## What this task involves
From the records below, copy each line in which the string "target" occurs.
▬▬▬▬▬▬▬▬▬▬
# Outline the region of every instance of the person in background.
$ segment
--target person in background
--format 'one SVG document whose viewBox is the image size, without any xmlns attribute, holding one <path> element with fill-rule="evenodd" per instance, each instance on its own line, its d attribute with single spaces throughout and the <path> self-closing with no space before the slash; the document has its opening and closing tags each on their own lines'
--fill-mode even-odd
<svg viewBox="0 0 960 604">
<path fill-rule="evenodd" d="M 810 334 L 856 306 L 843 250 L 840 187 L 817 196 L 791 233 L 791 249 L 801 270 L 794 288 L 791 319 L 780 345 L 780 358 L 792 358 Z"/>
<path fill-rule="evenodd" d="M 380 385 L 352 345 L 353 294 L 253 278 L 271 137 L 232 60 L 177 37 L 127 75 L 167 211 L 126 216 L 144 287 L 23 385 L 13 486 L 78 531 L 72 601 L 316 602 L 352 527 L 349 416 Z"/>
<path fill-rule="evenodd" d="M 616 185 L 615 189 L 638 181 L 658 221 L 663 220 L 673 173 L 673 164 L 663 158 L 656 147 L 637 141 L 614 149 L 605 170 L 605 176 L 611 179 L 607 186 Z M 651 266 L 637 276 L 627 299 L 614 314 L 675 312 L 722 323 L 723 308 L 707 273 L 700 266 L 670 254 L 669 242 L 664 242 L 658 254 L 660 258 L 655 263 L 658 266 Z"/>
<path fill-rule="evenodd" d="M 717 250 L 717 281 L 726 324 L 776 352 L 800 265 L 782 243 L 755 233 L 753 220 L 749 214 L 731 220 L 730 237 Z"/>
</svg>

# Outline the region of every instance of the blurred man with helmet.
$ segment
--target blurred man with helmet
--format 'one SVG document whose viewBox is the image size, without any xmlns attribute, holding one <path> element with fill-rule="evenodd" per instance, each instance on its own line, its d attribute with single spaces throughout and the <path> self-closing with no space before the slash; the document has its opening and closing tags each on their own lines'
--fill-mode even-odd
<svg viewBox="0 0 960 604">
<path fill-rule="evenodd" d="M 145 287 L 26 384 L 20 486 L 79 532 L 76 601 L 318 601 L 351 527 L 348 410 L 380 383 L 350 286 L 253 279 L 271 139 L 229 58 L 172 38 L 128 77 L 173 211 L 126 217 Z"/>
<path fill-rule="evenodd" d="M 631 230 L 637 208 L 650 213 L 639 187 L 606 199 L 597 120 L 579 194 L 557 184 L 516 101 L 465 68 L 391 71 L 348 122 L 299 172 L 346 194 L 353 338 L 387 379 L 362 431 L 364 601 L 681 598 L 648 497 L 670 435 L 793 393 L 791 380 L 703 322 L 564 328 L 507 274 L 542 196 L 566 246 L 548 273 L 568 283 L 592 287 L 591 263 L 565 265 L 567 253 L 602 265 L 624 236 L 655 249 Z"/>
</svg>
▬▬▬▬▬▬▬▬▬▬
## Exercise result
--target person in background
--target blurred man with helmet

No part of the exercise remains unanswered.